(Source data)
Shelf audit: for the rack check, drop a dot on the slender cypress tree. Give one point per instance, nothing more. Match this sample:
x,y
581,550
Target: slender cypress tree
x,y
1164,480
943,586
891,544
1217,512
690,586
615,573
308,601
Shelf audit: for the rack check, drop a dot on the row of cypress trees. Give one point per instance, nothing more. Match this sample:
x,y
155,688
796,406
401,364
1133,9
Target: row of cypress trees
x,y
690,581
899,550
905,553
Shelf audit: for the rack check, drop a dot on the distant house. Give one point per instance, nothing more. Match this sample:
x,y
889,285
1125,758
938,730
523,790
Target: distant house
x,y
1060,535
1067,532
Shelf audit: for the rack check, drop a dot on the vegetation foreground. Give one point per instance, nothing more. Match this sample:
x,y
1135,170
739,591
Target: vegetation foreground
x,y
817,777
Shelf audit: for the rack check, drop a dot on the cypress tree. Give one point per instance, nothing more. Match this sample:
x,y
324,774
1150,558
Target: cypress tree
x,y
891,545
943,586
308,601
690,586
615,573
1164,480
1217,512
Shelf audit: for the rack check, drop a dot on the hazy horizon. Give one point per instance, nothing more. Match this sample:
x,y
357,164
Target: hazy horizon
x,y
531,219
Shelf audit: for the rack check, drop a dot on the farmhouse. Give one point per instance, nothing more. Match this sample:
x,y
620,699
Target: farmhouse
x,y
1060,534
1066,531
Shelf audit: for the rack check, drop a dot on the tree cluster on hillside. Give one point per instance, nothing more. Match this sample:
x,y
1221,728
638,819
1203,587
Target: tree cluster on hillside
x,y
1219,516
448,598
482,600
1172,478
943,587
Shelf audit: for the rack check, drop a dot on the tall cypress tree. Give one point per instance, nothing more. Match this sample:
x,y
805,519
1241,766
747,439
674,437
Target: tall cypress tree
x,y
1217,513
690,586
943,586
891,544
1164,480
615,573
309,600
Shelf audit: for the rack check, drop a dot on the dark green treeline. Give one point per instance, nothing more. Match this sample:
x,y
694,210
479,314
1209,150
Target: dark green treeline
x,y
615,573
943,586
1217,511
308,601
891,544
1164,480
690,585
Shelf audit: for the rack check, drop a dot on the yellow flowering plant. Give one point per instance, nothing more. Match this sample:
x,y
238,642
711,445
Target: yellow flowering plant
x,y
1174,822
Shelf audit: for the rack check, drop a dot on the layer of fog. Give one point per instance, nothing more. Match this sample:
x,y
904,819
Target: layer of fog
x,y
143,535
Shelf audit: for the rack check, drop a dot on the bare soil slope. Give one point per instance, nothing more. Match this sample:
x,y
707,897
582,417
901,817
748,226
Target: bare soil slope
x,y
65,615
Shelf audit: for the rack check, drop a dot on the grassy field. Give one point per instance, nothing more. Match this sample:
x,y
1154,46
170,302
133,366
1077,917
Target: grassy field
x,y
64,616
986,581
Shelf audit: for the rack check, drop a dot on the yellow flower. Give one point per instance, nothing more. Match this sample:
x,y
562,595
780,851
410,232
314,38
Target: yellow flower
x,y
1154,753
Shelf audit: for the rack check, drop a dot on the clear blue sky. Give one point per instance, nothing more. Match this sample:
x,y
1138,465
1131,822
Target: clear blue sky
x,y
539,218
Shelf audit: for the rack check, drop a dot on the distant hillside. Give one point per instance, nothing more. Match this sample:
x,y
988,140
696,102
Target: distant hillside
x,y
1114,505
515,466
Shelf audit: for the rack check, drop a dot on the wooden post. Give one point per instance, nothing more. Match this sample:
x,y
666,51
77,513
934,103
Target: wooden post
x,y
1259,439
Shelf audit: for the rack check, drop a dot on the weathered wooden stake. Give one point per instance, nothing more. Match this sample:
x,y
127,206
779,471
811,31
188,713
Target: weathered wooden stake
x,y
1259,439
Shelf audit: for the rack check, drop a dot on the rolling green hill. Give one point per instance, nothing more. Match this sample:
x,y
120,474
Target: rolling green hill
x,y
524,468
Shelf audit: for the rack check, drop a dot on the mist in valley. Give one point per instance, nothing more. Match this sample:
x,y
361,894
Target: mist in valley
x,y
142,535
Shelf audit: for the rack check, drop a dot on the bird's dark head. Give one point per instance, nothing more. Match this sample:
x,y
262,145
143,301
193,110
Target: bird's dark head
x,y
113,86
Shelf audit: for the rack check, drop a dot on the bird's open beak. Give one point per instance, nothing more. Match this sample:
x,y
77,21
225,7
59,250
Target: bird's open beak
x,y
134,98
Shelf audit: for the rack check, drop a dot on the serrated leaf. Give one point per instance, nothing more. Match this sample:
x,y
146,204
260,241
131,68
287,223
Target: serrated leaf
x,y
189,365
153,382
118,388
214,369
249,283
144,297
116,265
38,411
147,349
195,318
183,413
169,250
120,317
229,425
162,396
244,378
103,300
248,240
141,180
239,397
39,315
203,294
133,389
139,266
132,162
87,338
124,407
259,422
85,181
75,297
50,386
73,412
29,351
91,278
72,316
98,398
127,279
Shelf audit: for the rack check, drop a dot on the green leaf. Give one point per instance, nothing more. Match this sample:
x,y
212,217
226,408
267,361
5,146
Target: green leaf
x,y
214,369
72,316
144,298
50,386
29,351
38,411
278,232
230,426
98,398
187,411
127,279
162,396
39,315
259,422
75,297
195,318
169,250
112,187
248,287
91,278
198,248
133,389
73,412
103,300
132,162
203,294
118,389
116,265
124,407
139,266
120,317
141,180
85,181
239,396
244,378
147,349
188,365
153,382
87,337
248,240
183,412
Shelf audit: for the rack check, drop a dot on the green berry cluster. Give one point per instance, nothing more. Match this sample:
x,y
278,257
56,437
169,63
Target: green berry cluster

*Task goal*
Check each line above for the string "berry" and return those that contain it.

*Answer to the exercise*
Shelf audit: for the rack check, drop a dot on the green berry cluster. Give one point per instance, nothing more. Match this sample:
Target: green berry cluster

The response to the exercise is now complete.